◆ DATA SUPPLIED
┌────────

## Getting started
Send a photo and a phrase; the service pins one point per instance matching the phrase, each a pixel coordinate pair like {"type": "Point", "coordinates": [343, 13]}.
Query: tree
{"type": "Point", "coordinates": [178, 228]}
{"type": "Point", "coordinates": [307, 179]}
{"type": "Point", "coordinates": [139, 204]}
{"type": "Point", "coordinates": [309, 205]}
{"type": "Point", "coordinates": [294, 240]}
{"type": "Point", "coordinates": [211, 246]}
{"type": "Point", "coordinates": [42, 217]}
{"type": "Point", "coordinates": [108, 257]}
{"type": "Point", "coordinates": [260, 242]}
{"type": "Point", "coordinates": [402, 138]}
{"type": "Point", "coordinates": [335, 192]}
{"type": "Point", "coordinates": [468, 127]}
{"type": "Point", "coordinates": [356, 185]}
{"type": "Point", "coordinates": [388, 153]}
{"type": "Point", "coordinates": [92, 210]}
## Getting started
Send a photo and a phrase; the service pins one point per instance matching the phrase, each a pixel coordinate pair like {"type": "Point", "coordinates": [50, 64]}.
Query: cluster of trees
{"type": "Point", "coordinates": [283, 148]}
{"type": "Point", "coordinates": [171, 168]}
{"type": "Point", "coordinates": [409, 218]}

└────────
┌────────

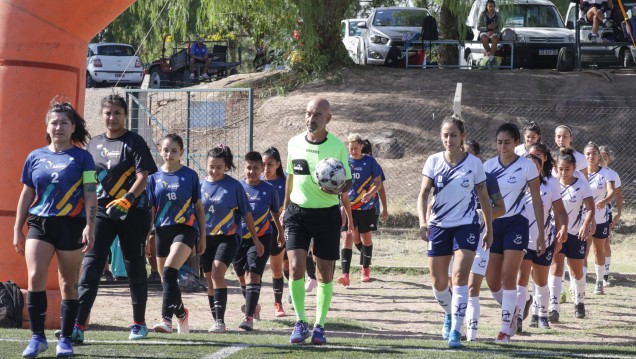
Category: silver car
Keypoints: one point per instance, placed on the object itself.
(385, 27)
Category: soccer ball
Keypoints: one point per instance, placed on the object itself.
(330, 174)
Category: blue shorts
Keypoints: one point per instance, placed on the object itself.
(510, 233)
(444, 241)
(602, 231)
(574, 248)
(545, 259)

└────────
┌────────

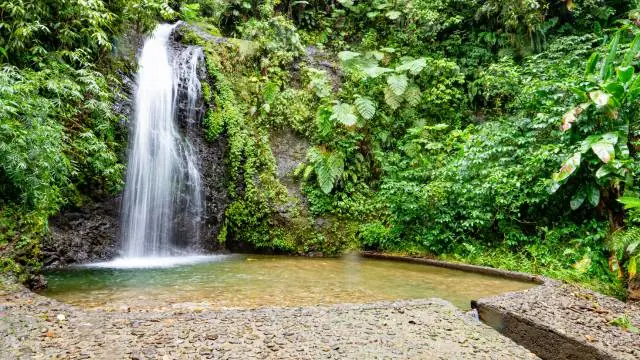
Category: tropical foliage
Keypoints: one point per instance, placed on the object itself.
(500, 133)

└────────

◆ WHAT YOU SHOULD DO
Working from the listing above, pick out every line that has "pair" and copy it.

◆ EXERCISE OUTPUT
Send a photo and a phrase; the service pins one point per instance matching the phrase, each a pixel coordinate pair like {"type": "Point", "coordinates": [343, 13]}.
Send a photo and a phrase; the service pins one point per instance matching the phrase, each a pixel coordinate pair like {"type": "Point", "coordinates": [50, 64]}.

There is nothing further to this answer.